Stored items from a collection
···

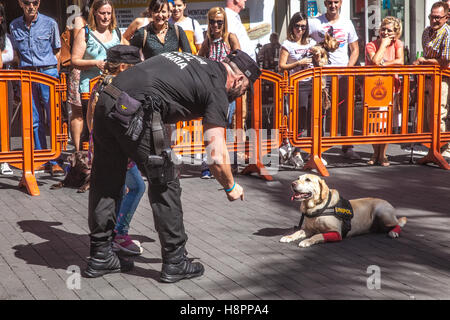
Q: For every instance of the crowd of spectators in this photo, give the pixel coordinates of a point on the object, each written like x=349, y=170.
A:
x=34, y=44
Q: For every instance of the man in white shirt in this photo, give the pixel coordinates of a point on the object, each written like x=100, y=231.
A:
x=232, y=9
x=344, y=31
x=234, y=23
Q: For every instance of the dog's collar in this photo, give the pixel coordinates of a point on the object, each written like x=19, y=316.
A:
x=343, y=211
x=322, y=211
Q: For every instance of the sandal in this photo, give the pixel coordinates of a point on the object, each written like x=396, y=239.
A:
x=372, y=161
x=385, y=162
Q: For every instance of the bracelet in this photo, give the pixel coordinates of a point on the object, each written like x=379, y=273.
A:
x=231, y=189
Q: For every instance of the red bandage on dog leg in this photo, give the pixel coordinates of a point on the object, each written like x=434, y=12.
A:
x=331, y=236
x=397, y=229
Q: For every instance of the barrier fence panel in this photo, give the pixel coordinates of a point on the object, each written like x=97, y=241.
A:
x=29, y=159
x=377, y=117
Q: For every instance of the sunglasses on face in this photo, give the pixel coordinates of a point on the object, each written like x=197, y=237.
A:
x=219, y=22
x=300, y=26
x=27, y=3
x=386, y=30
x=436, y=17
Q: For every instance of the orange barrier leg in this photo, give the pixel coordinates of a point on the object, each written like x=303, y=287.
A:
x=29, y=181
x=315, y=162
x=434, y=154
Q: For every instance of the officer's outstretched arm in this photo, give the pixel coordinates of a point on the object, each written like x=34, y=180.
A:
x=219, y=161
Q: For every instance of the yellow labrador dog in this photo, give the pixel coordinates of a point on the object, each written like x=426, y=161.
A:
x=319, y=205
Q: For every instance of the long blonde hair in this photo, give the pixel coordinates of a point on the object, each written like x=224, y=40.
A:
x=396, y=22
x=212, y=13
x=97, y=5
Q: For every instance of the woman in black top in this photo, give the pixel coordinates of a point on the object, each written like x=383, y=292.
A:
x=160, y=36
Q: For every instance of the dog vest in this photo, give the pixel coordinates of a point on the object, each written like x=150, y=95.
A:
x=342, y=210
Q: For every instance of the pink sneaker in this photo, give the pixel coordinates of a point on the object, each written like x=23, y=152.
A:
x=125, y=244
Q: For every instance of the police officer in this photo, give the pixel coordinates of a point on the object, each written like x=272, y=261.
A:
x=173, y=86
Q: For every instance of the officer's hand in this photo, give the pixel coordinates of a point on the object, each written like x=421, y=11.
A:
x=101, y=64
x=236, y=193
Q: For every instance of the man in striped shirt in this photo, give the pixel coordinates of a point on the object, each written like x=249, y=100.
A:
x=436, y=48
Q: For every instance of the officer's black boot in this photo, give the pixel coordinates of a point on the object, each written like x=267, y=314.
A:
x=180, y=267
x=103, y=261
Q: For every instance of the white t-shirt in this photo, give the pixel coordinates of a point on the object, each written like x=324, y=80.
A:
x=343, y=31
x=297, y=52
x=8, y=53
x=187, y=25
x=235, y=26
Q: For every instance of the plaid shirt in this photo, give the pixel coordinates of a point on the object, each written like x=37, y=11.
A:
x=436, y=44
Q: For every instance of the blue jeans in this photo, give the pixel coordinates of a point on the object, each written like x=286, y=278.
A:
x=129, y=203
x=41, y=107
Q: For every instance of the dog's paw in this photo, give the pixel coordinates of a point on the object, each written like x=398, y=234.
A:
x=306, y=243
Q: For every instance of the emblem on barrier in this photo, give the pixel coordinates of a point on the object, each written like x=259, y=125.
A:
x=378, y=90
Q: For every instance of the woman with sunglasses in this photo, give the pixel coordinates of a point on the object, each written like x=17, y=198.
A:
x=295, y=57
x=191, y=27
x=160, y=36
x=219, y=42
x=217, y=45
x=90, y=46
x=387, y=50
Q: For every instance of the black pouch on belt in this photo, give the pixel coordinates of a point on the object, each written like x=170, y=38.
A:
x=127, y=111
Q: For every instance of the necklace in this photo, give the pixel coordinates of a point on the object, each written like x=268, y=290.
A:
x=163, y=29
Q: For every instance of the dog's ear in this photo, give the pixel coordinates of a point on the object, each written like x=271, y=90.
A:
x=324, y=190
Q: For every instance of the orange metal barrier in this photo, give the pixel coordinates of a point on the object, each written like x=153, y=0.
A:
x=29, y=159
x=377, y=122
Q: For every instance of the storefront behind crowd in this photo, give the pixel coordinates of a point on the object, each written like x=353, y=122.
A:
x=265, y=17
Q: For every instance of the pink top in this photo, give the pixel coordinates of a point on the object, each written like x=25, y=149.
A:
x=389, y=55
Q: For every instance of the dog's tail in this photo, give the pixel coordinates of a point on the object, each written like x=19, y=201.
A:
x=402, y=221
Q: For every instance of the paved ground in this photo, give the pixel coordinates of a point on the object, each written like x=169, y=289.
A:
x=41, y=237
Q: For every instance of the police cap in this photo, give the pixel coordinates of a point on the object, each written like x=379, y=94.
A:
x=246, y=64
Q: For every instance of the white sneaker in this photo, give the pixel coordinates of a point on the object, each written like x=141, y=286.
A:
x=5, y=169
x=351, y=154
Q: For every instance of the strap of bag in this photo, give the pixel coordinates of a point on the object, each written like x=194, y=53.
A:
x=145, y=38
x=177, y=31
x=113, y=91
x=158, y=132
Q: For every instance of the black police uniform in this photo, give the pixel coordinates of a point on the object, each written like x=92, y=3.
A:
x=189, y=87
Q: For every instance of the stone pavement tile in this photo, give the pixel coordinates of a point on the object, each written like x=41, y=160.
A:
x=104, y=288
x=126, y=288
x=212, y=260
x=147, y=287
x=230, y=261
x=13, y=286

···

Task to complete: Format all of the data above as a numbered list, leaving out blank lines and the pictures.

Task result:
1. Q: For every instance of the crowd of spectators in this photo, give the pixel coordinates of a point on the object, each written like x=349, y=170.
2. A:
3. x=34, y=44
4. Q: For every instance of the man in white shirt in this photo, give the pixel coordinates of a point on the object, each written like x=100, y=231.
5. A:
6. x=232, y=9
7. x=344, y=31
8. x=234, y=23
9. Q: For every instance of the dog's collar in this photo, give the pixel coordinates of a point on the object, each written like x=19, y=316.
10. A:
11. x=343, y=211
12. x=322, y=211
13. Q: For every instance of the sandal in this photo, give the pixel coordinates of a point on the object, each written like x=396, y=239.
14. A:
15. x=372, y=161
16. x=385, y=162
17. Q: For every instance of the bracelet in this photo, give the pixel coordinates of a point on the object, each written like x=379, y=273.
18. A:
19. x=231, y=189
20. Q: For every instance of the red bandage on dog leg in this photo, give the pixel coordinates of a point on the object, each written like x=434, y=12.
21. A:
22. x=331, y=236
23. x=397, y=229
24. Q: For every instance of the barrier fence panel in this photo, give the pixel coordinates of a point on the object, each written like x=97, y=241.
25. A:
26. x=29, y=159
27. x=377, y=117
28. Q: For every instance of the sunglasses on face in this photo, give the pixel coordinates of a point on the object, each written like x=197, y=237.
29. A:
30. x=219, y=22
31. x=300, y=26
32. x=27, y=3
33. x=386, y=30
34. x=436, y=17
35. Q: For every instance of the orange barrier leg in this photo, give the pixel coordinates of a point on the object, each written like x=303, y=287.
36. A:
37. x=29, y=181
38. x=315, y=162
39. x=434, y=154
40. Q: For every instance of the officer's outstretched arm in this photo, give the pixel coordinates of a point on the object, each written like x=34, y=180.
41. A:
42. x=219, y=161
43. Q: For every instance of the yellow labrador dog in this photo, give the pixel coordinates of a point on the object, each written like x=426, y=161.
44. A:
45. x=319, y=205
46. Q: For every instance of the long blonde hair in this photo, give the pixel coordinates of a point on the object, each written like x=224, y=40.
47. A:
48. x=396, y=22
49. x=212, y=13
50. x=97, y=5
51. Q: For every instance of the woman in black top in this photo, give the pixel coordinates of a point on the object, each written like x=383, y=292.
52. A:
53. x=160, y=36
54. Q: For every instance of the dog vest in this photo, give the pixel coordinates of a point on the object, each written like x=150, y=95.
55. A:
56. x=342, y=210
57. Q: For every instance of the pink sneaker in this photo, give the pixel coordinates of a point on the object, each written like x=23, y=152.
58. A:
59. x=125, y=244
60. Q: For every instance of the police officer in this photo, give the pixel coordinates of a point on the object, each written like x=272, y=261.
61. A:
62. x=173, y=86
63. Q: For every instance of the officer's hand in this photo, give the pixel coordinates of a point on the object, each written like x=421, y=11.
64. A:
65. x=101, y=64
66. x=236, y=193
67. Q: For every instance of the man in striped shirt in this photo, give the pixel coordinates of a point on the object, each written like x=249, y=100.
68. A:
69. x=436, y=48
70. Q: For every instance of the officer's black boot in this photo, give the pixel coordinates of a point on the object, each written like x=267, y=314.
71. A:
72. x=180, y=267
73. x=103, y=261
74. Q: For every instance of the white t-shirt in this photo, give the pixel coordinates of a point on the object, each written like x=324, y=80.
75. A:
76. x=343, y=31
77. x=297, y=52
78. x=8, y=53
79. x=187, y=25
80. x=235, y=26
81. Q: For every instance of the plaid shirt in this photo, give the pixel coordinates of a point on the object, each written like x=37, y=11.
82. A:
83. x=436, y=44
84. Q: For every instance of the blue jeans in this photo, give the pixel coordinates of a point on the object, each written like x=286, y=278.
85. A:
86. x=129, y=203
87. x=41, y=107
88. Q: For every instance of the dog's paw in this photo, give the pixel coordinates of a point on the object, each written like x=398, y=234.
89. A:
90. x=306, y=243
91. Q: For every instance of the emblem on barrier in this photo, give the pixel coordinates of a point on the object, each written like x=259, y=125.
92. A:
93. x=378, y=90
94. Q: For every instance of the woman with sunglasses in this photo, give the pixel coordinates of a point on the object, each written like x=17, y=198.
95. A:
96. x=295, y=57
97. x=191, y=27
98. x=160, y=36
99. x=219, y=42
100. x=217, y=45
101. x=90, y=46
102. x=387, y=50
103. Q: For every instance of the black pouch on belt in this photo, give the pixel coordinates of a point on the object, each written like x=170, y=38.
104. A:
105. x=127, y=111
106. Q: For every instance of the necklace in this photo, give the pixel coordinates of a point on the object, each written like x=268, y=290.
107. A:
108. x=163, y=29
109. Q: For every instance of the dog's ear in this photo, give the pixel coordinates of a point on the object, each written like x=271, y=90.
110. A:
111. x=324, y=190
112. Q: For every instance of the orange metal barrier in this photo, give the pixel coordinates of a point on the object, each written like x=153, y=0.
113. A:
114. x=29, y=159
115. x=377, y=122
116. Q: For every instance of the storefront behind crowd in this photo, give the pixel coordinates of a point on the object, each written like x=353, y=122.
117. A:
118. x=265, y=17
119. Q: For every instance of the pink top in this photo, give the pixel coordinates of a point on the object, each written like x=25, y=149.
120. A:
121. x=389, y=55
122. Q: For every instance of the dog's tail in this photo, give the pixel coordinates of a point on the object, each written like x=19, y=201.
123. A:
124. x=402, y=221
125. Q: For every instance of the paved ground in this photo, give the pixel coordinates of a point on the object, each written like x=169, y=289.
126. A:
127. x=41, y=237
128. Q: For every instance of the police cap in this photo, give the pixel coordinates of a point on the object, each written like x=379, y=94.
129. A:
130. x=246, y=64
131. Q: For every instance of the white sneaker in this photo, give the pixel coordinates of a point on the object, each written like x=141, y=286.
132. A:
133. x=5, y=169
134. x=351, y=154
135. Q: For every instance of the strap of bag in this photo, give the pixel coordinates of a point on the object, each written like x=194, y=53.
136. A:
137. x=145, y=38
138. x=177, y=31
139. x=113, y=91
140. x=158, y=132
141. Q: For every instance of the black police uniform in this photo, give the pixel coordinates of a point on the object, each written like x=92, y=3.
142. A:
143. x=189, y=87
144. Q: For every instance of the stone pavement tile in this photo, give the pixel coordinates of a point on the object, each written like x=41, y=160.
145. A:
146. x=104, y=288
147. x=126, y=288
148. x=212, y=260
149. x=147, y=287
150. x=230, y=261
151. x=13, y=286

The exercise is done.